Exercice écrit: Recopiez mot pour mot chaque ligne des items ci-dessous, du premier au dernier.
##### Données fournies #####
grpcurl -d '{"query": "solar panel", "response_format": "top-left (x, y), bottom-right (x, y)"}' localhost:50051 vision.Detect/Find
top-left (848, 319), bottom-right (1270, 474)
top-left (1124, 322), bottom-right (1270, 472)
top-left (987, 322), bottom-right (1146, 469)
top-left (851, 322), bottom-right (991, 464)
#####
Réponse complète:
grpcurl -d '{"query": "solar panel", "response_format": "top-left (x, y), bottom-right (x, y)"}' localhost:50051 vision.Detect/Find
top-left (848, 319), bottom-right (1270, 474)
top-left (1124, 322), bottom-right (1270, 472)
top-left (987, 322), bottom-right (1146, 469)
top-left (851, 322), bottom-right (991, 464)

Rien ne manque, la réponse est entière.